→ **To do**: Could you please repeat all of the entries exactly as written?

Referring expression data
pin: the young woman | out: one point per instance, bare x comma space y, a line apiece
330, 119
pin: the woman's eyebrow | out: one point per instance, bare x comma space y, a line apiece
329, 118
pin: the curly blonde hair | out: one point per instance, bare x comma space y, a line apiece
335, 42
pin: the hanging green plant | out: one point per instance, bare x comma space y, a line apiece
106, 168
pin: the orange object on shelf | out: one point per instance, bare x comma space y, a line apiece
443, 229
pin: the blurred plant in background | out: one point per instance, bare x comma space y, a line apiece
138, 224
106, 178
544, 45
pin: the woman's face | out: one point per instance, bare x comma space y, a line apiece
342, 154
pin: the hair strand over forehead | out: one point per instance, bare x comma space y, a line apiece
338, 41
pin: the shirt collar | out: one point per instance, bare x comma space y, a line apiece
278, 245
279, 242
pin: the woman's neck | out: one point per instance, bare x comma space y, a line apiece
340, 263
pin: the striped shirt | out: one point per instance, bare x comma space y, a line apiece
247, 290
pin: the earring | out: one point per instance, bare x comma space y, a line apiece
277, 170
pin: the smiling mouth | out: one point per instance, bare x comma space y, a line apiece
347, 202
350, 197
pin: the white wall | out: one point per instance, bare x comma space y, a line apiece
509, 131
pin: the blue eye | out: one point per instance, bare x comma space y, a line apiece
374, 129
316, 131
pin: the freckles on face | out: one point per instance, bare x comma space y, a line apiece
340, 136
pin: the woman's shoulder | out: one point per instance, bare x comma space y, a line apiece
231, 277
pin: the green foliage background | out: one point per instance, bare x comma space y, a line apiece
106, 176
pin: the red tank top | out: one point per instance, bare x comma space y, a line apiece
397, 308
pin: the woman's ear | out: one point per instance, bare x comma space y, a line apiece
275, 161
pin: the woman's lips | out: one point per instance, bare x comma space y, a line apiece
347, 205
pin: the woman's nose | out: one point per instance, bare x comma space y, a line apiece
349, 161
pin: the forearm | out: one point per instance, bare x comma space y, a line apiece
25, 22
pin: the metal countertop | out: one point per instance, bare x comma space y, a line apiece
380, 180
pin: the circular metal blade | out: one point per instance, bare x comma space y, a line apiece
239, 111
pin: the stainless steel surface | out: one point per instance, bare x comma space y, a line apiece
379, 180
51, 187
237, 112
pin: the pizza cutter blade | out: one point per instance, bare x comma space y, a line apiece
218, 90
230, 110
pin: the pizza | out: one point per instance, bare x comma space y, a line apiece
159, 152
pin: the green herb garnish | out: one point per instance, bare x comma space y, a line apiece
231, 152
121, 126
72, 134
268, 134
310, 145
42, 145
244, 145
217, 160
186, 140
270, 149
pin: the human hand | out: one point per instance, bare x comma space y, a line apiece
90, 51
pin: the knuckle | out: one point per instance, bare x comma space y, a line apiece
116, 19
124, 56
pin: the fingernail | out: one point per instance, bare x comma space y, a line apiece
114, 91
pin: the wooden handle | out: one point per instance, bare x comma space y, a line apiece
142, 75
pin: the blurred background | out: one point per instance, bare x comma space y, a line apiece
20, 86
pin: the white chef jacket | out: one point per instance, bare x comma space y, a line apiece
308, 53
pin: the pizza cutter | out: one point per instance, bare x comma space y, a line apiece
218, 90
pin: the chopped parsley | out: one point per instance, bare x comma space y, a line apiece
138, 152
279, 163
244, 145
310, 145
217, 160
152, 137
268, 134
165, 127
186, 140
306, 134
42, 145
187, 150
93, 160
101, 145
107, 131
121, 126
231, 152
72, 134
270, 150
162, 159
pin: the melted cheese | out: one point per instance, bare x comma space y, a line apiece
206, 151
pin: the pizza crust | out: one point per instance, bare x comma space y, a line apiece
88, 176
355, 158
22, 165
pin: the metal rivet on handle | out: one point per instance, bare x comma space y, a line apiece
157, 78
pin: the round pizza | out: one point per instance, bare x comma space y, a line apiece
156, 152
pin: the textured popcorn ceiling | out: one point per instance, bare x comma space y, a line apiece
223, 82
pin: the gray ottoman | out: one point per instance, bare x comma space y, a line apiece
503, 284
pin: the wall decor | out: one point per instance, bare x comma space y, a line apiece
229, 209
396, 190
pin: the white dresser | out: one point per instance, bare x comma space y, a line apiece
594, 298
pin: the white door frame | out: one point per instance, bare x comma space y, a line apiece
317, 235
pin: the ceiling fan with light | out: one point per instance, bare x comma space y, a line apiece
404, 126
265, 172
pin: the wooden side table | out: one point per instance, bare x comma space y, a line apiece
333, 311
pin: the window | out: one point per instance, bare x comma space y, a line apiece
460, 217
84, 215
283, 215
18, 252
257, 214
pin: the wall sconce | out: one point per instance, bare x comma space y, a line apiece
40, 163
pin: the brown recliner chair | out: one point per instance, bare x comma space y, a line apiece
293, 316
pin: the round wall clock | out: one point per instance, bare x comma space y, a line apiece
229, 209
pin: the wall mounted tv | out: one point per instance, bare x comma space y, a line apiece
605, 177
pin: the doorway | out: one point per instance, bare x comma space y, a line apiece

→ **Result below**:
pin: the young woman | out: one point per instance, bare x comma space y, a line apiece
330, 119
pin: the woman's eyebrow | out: one point per instance, bare x comma space y, a line apiece
329, 118
pin: the curly blonde hair | out: one point per instance, bare x comma space y, a line apiece
335, 42
pin: the hanging green plant | out: one point per instance, bare x comma space y, a line apiece
106, 168
pin: the orange object on shelf | out: one point per instance, bare x comma space y, a line apiece
443, 229
pin: the blurred plant in background | out: one point per instance, bare x comma space y, a line apiece
138, 224
106, 178
544, 45
pin: the woman's face | out: one point per instance, bare x comma space y, a line apiece
342, 154
pin: the hair strand over forehead | out: one point per instance, bare x comma space y, a line apiece
338, 41
pin: the shirt collar | out: one point per instance, bare x comma space y, a line apiece
278, 245
279, 242
pin: the woman's neck | out: one point per instance, bare x comma space y, a line apiece
340, 263
pin: the striped shirt | out: one point per instance, bare x comma space y, a line apiece
247, 290
pin: the earring | out: one point per instance, bare x comma space y, a line apiece
277, 170
pin: the smiling mouth | out: one point per instance, bare x comma space y, a line apiece
347, 202
350, 197
pin: the white wall | out: one point per instance, bare x comma space y, a line apiece
509, 131
pin: the blue eye | out: one point per instance, bare x comma space y, a line apiece
374, 129
316, 131
pin: the freckles on face | out: one point per instance, bare x comma space y, a line apiece
340, 136
pin: the woman's shoulder | out: one point per instance, bare x comma space y, a line apiece
231, 277
pin: the green foliage background | out: one point per instance, bare x comma space y, a line apiece
106, 176
pin: the red tank top | out: one point per instance, bare x comma space y, a line apiece
397, 308
pin: the woman's ear | out: one point per instance, bare x comma space y, a line apiece
275, 161
pin: the woman's lips | out: one point per instance, bare x comma space y, a line apiece
347, 205
pin: the woman's nose | out: one point per instance, bare x comma space y, a line apiece
349, 161
pin: the forearm | out: one point per instance, bare x comma space y, a line apiece
25, 22
pin: the metal countertop | out: one point per instance, bare x comma space y, a line apiece
380, 180
pin: the circular metal blade | out: one point per instance, bare x comma space y, a line apiece
239, 111
pin: the stainless steel surface | out: one point per instance, bare x comma space y, a line apiece
379, 180
51, 187
237, 112
pin: the pizza cutter blade | out: one point per instance, bare x comma space y, a line apiece
218, 90
230, 110
pin: the pizza | out: one point per instance, bare x comma space y, a line apiece
159, 152
pin: the green herb garnish | out: one point per instance, bare x comma space y, a line apiece
231, 152
121, 126
72, 134
268, 134
310, 145
42, 145
244, 145
217, 160
186, 140
270, 149
pin: the human hand | out: one point per instance, bare x comma space y, a line apiece
90, 51
pin: the knuckle | out: one point per instance, bare x comma space y, a line apiece
116, 19
124, 56
pin: the fingernail | out: one point per instance, bare x comma space y, a line apiece
114, 91
pin: the wooden handle | out: one point per instance, bare x comma space y, a line apiece
142, 75
pin: the blurred background | out: one point per instance, bare x comma space y, a line apiece
20, 86
pin: the white chef jacket | out: one point per instance, bare x comma space y, a line apiece
308, 53
pin: the pizza cutter | out: one point per instance, bare x comma space y, a line apiece
218, 90
pin: the chopped parsley | out: one point per instance, bare x comma space y, a line apiece
138, 152
279, 163
244, 145
310, 145
217, 160
152, 137
268, 134
165, 127
186, 140
306, 134
42, 145
187, 150
93, 160
101, 145
107, 131
121, 126
231, 152
72, 134
270, 150
162, 159
pin: the melted cheese | out: one point per instance, bare x comma space y, a line apiece
206, 151
pin: the pizza crust | out: one point per instance, bare x comma space y, a line apiece
88, 176
355, 158
22, 165
pin: the metal rivet on handle | out: one point per instance, bare x comma space y, a line apiece
157, 78
pin: the round pizza | out: one point per instance, bare x comma space y, a line apiece
156, 152
pin: the textured popcorn ceiling | out: one point per instance, bare x comma space y, a line apiece
223, 82
pin: the gray ottoman | out: one point per instance, bare x comma space y, a line apiece
503, 284
pin: the wall decor | out: one point per instance, bare x comma space y, a line apiece
229, 209
396, 190
pin: the white dresser | out: one point per instance, bare x comma space y, a line apiece
594, 298
pin: the white door frame | out: one point per instance, bare x comma space y, a line apiece
317, 235
pin: the ceiling fan with light | out: one point per instance, bare x comma space y, a line apiece
404, 126
265, 172
pin: the wooden side table | out: one point per instance, bare x comma space y, a line apiece
333, 311
pin: the window | out: one point per instance, bare x comma space y, a line apiece
460, 217
84, 215
283, 215
18, 252
257, 214
pin: the wall sconce | out: one point per instance, bare x comma space y, a line apiece
40, 163
pin: the brown recliner chair | out: one point per instance, bare x comma space y, a line apiece
293, 316
pin: the round wall clock | out: one point per instance, bare x comma space y, a line apiece
229, 209
pin: the wall mounted tv | out: one point per instance, bare x comma space y, a line apiece
605, 177
pin: the doorway | out: one point per instance, bare x comma space y, a line apiece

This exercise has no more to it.